● **DIRECTIVE**:
Reproduce the material below verbatim, line for line, and omit the pictures from your output.
* * *
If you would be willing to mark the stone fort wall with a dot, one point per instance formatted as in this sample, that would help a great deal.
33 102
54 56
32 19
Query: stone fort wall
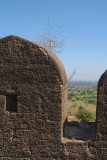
33 107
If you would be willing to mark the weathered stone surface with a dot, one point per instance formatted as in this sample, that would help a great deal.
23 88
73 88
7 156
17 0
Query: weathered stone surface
34 130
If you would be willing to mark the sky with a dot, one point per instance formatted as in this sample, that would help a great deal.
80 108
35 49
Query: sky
83 24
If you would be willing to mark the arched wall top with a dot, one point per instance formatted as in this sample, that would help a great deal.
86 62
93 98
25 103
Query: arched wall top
56 62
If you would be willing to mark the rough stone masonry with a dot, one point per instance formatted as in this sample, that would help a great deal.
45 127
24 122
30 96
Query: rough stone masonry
33 107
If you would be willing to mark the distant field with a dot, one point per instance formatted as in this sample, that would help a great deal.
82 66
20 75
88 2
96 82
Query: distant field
84 95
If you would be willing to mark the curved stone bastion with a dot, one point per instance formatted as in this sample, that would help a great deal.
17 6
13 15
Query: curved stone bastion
33 107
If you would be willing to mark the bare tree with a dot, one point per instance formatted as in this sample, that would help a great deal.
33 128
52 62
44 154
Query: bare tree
52 40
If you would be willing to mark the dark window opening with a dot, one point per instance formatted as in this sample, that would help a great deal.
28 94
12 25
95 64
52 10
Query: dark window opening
11 103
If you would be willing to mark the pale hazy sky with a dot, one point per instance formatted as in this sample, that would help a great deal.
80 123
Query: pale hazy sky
83 22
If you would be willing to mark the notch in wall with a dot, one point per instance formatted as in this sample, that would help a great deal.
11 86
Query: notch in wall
11 103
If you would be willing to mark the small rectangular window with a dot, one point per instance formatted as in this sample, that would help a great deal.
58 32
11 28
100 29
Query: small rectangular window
11 103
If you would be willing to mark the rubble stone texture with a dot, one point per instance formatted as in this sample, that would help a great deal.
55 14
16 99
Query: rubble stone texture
33 107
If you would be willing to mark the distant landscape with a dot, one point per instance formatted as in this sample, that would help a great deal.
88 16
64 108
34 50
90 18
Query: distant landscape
82 95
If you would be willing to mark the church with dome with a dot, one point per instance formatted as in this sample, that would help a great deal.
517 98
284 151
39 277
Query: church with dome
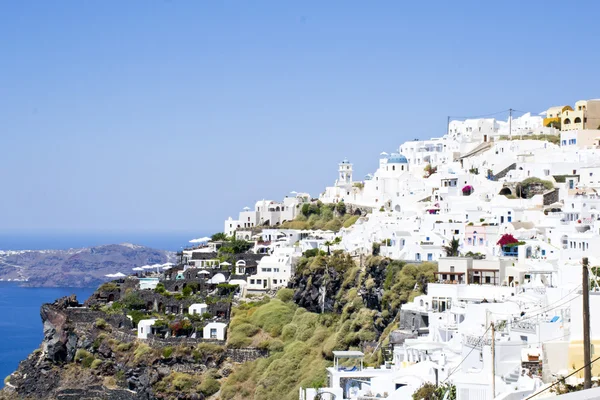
* * *
● **SOLUTION**:
If you would be willing to mark the stone fort wall with a dot, one point per instance formatted as in this sample, that would help a great deal.
33 102
54 56
32 19
Query: stone fort wall
33 107
If you would be willing to mark the weathered stone surface with a dot, one point per instance formatted as in this sample, that would help a great deal.
23 88
73 88
7 156
17 0
Query: weathered stone surface
34 130
If you would be willing to mark the sky with a dot, one point per instance formatted as in this sample, that would help a great deal.
80 108
35 49
Query: sky
83 24
If you would be willing to mark the arched wall top with a dot, one point per instance formatted as in this sample, that would help a great deal.
86 62
93 98
25 103
Query: arched wall top
56 62
If you would be willing to mark the rough stone masonry with a dot, one point per instance formatted as in this sample, that would help a great deal.
45 127
24 122
30 96
Query: rough stone masonry
33 107
If you would be willing to mark the distant field with a dot, one point per instance formatted as in this sample, that would help a great deal.
82 66
20 75
88 2
96 82
Query: distant field
84 95
If you would be willing to mark the curved stone bastion with a dot, one point per instance formatted as in this sample, that would help a great deal.
17 6
13 15
Query: curved stone bastion
33 107
If you would be willing to mark the bare tree with a dot, one point per instance formatted as in this sample, that would help a great deal.
33 128
52 62
44 154
Query: bare tree
52 40
If you would be willing to mark the dark window opening with a dot, one point per instance formatted as in this sample, that would help a great deal.
28 94
12 25
95 64
52 10
Query: dark window opening
11 103
If you would be willing to mark the pale hazy sky with a dot, one point per instance formatted as in this sample, that would help a great deal.
80 123
Query: pale hazy sky
83 22
If you would be willing to mark the notch in wall with a dot, one point per instance formatted as in this sample, that would help a great deal.
11 86
Query: notch in wall
11 103
If you would be willing to mark the small rectangular window with a dot, one point per instance formatted as in this sample, that would help a great deal.
58 32
11 28
100 29
Query: small rectangular window
11 103
If you would be willing to mark the rubble stone texture with a dot, one point per instance formatted as in this sample, that would help a great deal.
55 14
16 99
Query: rubble stone texture
33 107
If you would be willing to mark the distant landscape with a dot, one point per instance formatted as in this sample, that would help a great deal.
88 16
64 108
34 50
90 18
Query: distant landscape
82 95
If you would be willing to mark the church with dome with a dot, one point per instance formatted as in this sample, that would help a great deal.
517 98
284 151
39 277
Query: church with dome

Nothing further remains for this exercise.